Problem description => Reproduce all the lines below with their requests, scaling every coordinate in the answers by 0.65 and rounding to whole numbers, halves up. Leave the pictures out of your answer.

** BEGIN Source records **

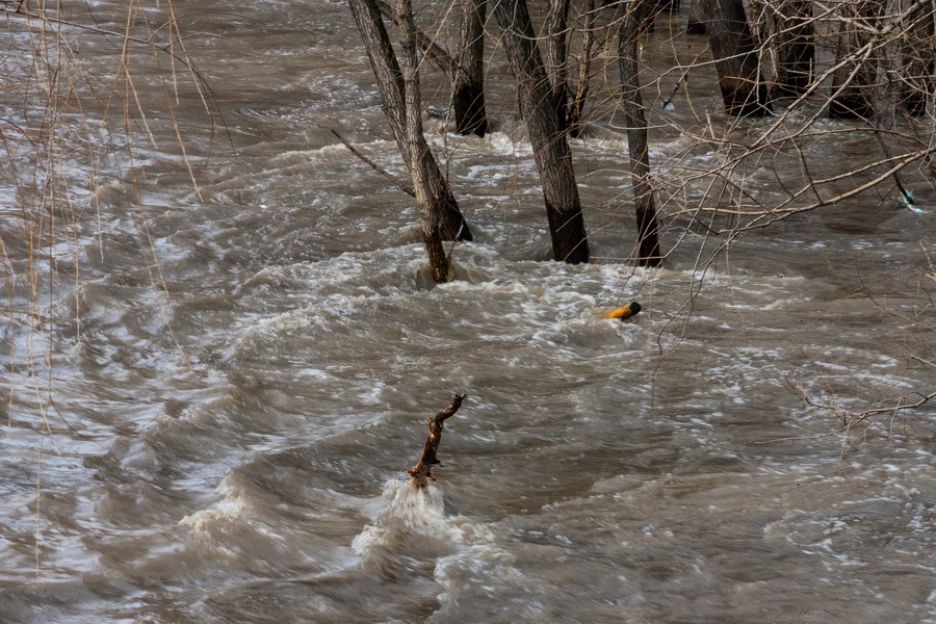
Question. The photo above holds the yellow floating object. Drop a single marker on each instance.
(625, 312)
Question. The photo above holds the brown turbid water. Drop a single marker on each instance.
(210, 397)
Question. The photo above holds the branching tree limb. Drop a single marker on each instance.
(422, 473)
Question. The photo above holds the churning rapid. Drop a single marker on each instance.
(210, 402)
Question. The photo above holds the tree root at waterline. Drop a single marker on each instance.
(422, 473)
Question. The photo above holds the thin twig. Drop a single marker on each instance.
(396, 181)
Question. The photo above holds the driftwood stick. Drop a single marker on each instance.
(422, 473)
(400, 185)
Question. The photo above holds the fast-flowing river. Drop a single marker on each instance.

** END Source records **

Answer to the exercise =>
Question. The photo above holds the yellow floating object. Drop a single marker on each instance.
(406, 203)
Question. The photo above holds the brown turbid water. Drop a single marker on each instance.
(137, 258)
Question. The photo above holds the branching tree limb. Drop a single marker on each instance.
(274, 307)
Question. The photo above holds the churning rapid. Drop a single marker on each instance.
(137, 261)
Question. The photo above holds the tree root at waterline. Drop a single marker on each instance.
(274, 307)
Question. The photo above holds the thin twig. Drop a single marker on each instance.
(257, 118)
Question. The photo above holds the driftwood stick. Drop a single marker on each instance.
(274, 307)
(260, 120)
Question. The photo above holds the fast-flowing river. Drop a single marker on each instance.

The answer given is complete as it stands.